• [SOURCE TEXT]
%%

The selection step then involves selection of one of a number of available LUTs, or output columns in a single expanded LUT, with which to calculate the modified data value to output to the display, based on the result of the previous analysis step. In an embodiment, there are eight LUTs similar to the type illustrated in FIG. 5( a), with two possible output values for every input data value. Within each LUT, which output value is selected is dependent on a spatial parameter based on the position of the pixel or sub-pixel being modified in the image to be displayed. For example, to produce a pattern of darkened and brightened pixels or sub-pixels in a checkerboard arrangement, pixels or sub-pixels with a row and column position which are both odd or both even on the display may be modified to take the higher of the two possible output values in the LUT, while pixels or sub-pixels with a row and column position in the image which are odd and even, or even and odd, respectively, may be modified to take the lower of the two possible output values. The brighter-darker pattern of pixels or sub-pixels may be reversed for one or more of the color components of the image in order to reduce the pixel-to pixel luminance change. Indeed, any variant or combination of spatial and/or temporal arrangement of higher and lower adjusted pixels values which allows the on-axis viewer to observe the image comfortably without apparent degradation may be employed. As each of the LUTs includes two columns each with as many rows as there are input data levels for each color component, e.g. 256 in an 8 bit per color display, the eight LUTs may be combined into a single 16 column LUT.

%%

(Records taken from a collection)
%%

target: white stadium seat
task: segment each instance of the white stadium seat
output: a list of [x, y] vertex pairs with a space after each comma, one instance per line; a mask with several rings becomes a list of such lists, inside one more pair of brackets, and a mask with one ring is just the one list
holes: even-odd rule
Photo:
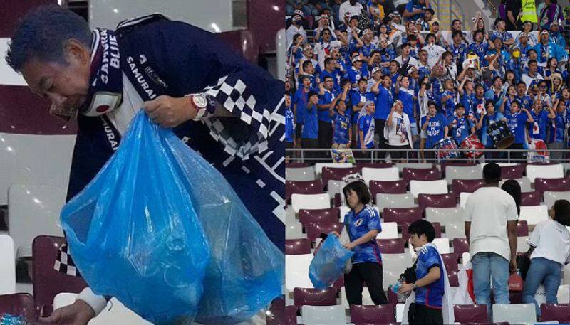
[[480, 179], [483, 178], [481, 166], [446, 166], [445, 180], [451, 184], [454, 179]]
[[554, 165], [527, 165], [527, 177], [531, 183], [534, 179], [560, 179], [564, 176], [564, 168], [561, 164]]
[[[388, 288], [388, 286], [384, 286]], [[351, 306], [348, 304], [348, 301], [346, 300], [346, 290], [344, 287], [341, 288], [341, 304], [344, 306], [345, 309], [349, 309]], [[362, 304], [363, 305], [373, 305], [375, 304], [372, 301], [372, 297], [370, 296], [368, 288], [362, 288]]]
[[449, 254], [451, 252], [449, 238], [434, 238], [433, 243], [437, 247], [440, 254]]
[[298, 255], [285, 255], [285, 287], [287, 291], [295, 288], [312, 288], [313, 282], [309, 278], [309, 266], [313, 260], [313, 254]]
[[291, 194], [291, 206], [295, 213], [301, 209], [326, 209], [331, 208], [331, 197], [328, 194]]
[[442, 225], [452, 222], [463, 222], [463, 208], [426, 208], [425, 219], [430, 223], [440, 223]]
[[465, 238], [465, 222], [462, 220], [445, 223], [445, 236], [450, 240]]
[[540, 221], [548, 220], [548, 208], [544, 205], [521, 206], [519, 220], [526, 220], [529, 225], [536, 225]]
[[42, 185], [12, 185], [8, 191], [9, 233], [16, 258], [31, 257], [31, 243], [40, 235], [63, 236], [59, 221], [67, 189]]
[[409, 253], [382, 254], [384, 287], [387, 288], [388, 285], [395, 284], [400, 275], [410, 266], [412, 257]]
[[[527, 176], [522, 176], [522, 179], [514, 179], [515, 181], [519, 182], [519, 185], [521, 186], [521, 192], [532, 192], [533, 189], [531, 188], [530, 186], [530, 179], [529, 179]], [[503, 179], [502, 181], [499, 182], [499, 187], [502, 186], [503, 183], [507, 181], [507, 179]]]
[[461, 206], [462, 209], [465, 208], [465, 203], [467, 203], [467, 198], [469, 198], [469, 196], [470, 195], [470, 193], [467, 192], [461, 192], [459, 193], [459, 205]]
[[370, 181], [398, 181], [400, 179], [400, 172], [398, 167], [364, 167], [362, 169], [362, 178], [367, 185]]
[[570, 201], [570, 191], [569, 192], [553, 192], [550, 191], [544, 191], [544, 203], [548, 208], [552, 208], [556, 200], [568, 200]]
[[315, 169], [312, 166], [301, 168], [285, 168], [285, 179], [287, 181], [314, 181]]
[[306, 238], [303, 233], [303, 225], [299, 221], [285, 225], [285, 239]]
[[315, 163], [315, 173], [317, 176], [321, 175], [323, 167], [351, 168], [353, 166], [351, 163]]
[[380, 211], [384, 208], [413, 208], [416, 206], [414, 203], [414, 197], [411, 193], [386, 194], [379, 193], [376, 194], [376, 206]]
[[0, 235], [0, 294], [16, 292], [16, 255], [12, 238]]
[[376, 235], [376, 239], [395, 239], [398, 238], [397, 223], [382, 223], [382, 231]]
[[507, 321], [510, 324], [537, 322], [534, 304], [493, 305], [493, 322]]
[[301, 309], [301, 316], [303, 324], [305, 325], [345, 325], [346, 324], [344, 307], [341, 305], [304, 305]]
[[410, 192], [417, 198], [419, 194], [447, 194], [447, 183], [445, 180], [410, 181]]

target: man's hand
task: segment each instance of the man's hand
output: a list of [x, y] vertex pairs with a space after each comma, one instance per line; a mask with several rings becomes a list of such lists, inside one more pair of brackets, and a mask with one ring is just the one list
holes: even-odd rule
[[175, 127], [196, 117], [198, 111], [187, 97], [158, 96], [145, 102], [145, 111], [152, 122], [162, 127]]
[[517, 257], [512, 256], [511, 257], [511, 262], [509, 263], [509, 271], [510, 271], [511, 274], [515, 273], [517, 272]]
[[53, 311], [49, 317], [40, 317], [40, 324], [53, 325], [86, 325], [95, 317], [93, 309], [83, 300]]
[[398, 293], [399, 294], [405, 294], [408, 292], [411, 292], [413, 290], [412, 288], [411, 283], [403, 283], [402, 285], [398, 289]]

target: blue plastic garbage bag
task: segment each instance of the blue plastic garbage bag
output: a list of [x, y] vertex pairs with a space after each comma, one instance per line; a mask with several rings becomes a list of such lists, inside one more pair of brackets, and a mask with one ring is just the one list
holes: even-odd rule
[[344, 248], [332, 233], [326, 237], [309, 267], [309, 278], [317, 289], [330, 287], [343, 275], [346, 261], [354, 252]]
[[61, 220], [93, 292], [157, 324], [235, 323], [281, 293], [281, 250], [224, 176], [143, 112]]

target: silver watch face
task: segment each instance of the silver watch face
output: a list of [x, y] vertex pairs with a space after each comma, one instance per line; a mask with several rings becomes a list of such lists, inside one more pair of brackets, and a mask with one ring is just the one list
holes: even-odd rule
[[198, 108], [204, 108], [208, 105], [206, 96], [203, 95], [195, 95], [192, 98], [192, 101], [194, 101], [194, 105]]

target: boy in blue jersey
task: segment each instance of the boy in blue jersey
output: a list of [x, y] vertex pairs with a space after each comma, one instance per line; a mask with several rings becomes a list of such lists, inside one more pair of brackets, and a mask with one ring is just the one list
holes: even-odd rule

%%

• [SHORT PROBLEM 1] According to the passage on display lookup tables, into what can the eight LUTs be combined?
• [SHORT PROBLEM 2] Continue the passage on display lookup tables from the point where it stops.
None of this concerns the records.

• [ANSWER 1] A single 16 column LUT.

• [ANSWER 2]
In the exemplary embodiment, the output values for the color component with the highest data value within the pixel being modified are retrieved from the first LUT. The output values for the color components with the second and lowest data value are also retrieved from an LUT, which one depending on which color component has the highest data level and the difference in data value between the highest color component data value, h, and the middle-valued color component data value, m. An example scheme outlining the selection method for which LUT the output values for the color components with the middle and lower data values are retrieved from is shown in FIG. 7. In this Figure, the difference between the data levels of the color components with the higher and middle data values is shown as h−m, and the range of values of this parameter corresponding to selection of each LUT is given, for instances where red, green or blue is the color component with the highest data value.
In the exemplary embodiment, the different LUTs include pairs of output values calculated, based on the gamma characteristic of the display, so that for any given input value each LUT will produce a pair of output pixels with the same average luminance to the on-axis viewer. The different LUTs consist of different output values with a different maximum difference between the higher and lower output value for each input value.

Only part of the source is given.